[Start of section]
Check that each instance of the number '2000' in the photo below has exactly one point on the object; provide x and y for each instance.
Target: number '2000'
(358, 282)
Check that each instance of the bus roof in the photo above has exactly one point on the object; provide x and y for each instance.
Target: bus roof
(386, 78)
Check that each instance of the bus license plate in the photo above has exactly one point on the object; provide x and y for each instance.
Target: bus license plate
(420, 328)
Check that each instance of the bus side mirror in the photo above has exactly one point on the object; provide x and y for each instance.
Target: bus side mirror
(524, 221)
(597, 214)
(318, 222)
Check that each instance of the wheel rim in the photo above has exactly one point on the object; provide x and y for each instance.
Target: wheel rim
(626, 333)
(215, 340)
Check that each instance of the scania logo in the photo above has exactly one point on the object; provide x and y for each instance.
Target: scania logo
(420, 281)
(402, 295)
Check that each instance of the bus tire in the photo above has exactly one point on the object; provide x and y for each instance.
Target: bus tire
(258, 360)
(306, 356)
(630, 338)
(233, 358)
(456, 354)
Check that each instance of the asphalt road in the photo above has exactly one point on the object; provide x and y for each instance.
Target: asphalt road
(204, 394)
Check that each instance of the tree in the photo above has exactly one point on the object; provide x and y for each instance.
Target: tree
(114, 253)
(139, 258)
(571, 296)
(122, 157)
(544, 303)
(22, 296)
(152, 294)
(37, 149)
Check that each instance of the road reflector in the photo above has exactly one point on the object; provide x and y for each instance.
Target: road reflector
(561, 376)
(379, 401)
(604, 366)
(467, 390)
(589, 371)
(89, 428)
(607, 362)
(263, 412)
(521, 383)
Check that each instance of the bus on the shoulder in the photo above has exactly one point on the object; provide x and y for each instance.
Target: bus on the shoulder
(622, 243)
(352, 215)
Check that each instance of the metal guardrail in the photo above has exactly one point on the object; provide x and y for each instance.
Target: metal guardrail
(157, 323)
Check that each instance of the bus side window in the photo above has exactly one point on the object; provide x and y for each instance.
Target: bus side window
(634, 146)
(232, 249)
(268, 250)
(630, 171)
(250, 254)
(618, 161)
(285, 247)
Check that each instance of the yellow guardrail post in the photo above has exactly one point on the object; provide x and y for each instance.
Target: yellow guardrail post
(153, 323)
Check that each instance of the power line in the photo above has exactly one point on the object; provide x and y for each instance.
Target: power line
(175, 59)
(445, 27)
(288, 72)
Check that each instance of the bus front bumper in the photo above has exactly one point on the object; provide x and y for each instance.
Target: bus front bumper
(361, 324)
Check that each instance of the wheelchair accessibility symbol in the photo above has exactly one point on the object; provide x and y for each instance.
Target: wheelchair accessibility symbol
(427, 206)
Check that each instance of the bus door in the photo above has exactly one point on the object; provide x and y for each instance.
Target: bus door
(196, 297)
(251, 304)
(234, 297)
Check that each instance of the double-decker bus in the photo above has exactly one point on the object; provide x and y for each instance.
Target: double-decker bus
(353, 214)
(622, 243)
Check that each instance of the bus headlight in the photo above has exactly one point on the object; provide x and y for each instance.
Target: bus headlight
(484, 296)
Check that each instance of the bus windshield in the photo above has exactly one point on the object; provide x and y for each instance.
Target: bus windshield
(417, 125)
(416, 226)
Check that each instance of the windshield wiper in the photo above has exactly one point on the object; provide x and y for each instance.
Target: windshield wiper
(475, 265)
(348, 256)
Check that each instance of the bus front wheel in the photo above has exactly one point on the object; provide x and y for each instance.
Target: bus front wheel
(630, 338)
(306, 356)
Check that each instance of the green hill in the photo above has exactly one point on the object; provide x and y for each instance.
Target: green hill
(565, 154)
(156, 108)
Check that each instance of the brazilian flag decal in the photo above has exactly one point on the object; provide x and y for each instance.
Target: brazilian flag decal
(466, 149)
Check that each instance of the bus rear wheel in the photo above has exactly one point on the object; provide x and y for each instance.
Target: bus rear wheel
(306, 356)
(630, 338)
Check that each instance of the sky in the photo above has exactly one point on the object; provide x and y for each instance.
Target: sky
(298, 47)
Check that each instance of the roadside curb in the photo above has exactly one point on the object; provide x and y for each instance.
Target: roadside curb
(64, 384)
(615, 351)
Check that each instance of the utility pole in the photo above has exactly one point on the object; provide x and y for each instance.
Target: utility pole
[End of section]
◆ **WHAT YOU ARE ASKED TO DO**
Reproduce each line above exactly.

◆ **SOLVED EXERCISE**
Check that each instance of the number '2000' in the photo below has exactly one point on the object; provide x and y for each instance.
Target: number '2000'
(358, 282)
Check that each instance of the bus roof in the photo above has exactly one point on the object; provide x and y for each instance.
Target: bus roof
(386, 78)
Check that each instance of the bus license plate in the photo above has exactly one point on the object; provide x and y for each instance.
Target: bus license plate
(420, 328)
Check that each instance of the bus side mirror in the photo above has exactly one point on the object; provide x and y for each instance.
Target: bus side mirror
(524, 221)
(597, 214)
(318, 222)
Check that each instance of the wheel rim in the photo above has exactly one point on the object; provide x and y for each instance.
Target: wheel rim
(626, 333)
(215, 340)
Check that each instance of the scania logo in the photo above has exactly one point on the object; provide x and y for each instance.
Target: scania logo
(420, 281)
(402, 295)
Check that each instance of the bus tire in the photo above has exactly one point on the object; provide x and y for each instance.
Target: bus tire
(258, 360)
(306, 356)
(630, 338)
(233, 358)
(456, 354)
Check that each instance of the asphalt road in the photo above has exactly one point on the object; provide x and y for each instance.
Target: asphalt road
(204, 394)
Check that each instance of the tree in the photo above has exactly one point on the object; provide x and y for each instance.
Target: tree
(114, 253)
(139, 258)
(571, 296)
(122, 157)
(544, 303)
(22, 296)
(152, 294)
(37, 149)
Check that each instance of the road reflector in the photo above has exactly one point on the object; provide x and y for each instance.
Target: road reflector
(561, 376)
(379, 401)
(604, 366)
(467, 390)
(589, 371)
(89, 428)
(607, 362)
(263, 412)
(521, 383)
Check that each instance of the bus on the shoulder in the photo above has exactly one point on the object; provide x and y for each instance.
Target: bus on the shoulder
(622, 243)
(352, 215)
Check that each instance of the metal guardrail in the photo above has exactly one point on the object; provide x and y for each instance.
Target: metal guardrail
(157, 323)
Check that each instance of the bus side window in the photo above has exactly one point on the object; provide x and y for each instance.
Target: bus side window
(634, 146)
(232, 249)
(268, 250)
(630, 171)
(250, 254)
(618, 161)
(285, 247)
Check that each instance of the yellow guardrail post in the photo above has exactly one point on the object; provide x and y for each instance.
Target: yellow guardrail post
(153, 323)
Check that each instance of the power line in the photo above has exactly one point on the object; provide x and y for each instance.
Target: power line
(175, 59)
(445, 27)
(288, 72)
Check that each instance of the bus front bumper in the photo above has exactly one point on the object; provide x and y for each instance.
Target: bus front bumper
(361, 324)
Check that each instance of the wheelchair accessibility symbol in the photo above has exactly one point on the object; provide x and y for each instance.
Target: wheelchair accessibility symbol
(427, 206)
Check that each instance of the bus door in the photo above has exactly one point on the object; provide x and y for each instance.
Target: bus door
(196, 297)
(251, 304)
(234, 297)
Check that each instance of the double-decker bus in the photo above has exactly one point on the object; provide x and y for each instance.
Target: double-decker bus
(353, 214)
(622, 243)
Check that each instance of the bus headlight in the photo above has exactly one point on the object; provide x and y for each instance.
Target: bus headlight
(484, 296)
Check that each instance of the bus windshield in the photo above has exactly one point on the object; provide x and y for each instance.
Target: bus windshield
(417, 125)
(416, 226)
Check that each instance of the windshield wiper in the photo above has exactly one point on the object; provide x and y for each instance.
Target: windshield wiper
(475, 265)
(348, 256)
Check that each instance of the bus front wheel in the photo above has exactly one point on the object; provide x and y for each instance.
Target: bus front wheel
(630, 338)
(306, 356)
Check that each instance of the green hill in the photo above has exactly one point on the object; provide x and y for each instance.
Target: green hill
(565, 154)
(156, 108)
Check that each instance of the brazilian flag decal in the photo above has exactly one point on the object; provide x and y for each instance.
Target: brazilian flag decal
(466, 149)
Check that each instance of the bus rear wheel in the photo above has exactly one point on the object; provide x and y for each instance.
Target: bus rear wheel
(306, 356)
(630, 338)
Check that each instance of the sky in the photo above has exactly one point on the object; provide x and y for each instance.
Target: sky
(298, 47)
Check that each instance of the roadside curb in the photo above has exactly one point on the object; provide x and y for each instance.
Target: roadside curb
(64, 384)
(615, 351)
Check that each instance of the utility pole in the photo above has exactly one point on the object; provide x and y for each instance.
Target: utility pole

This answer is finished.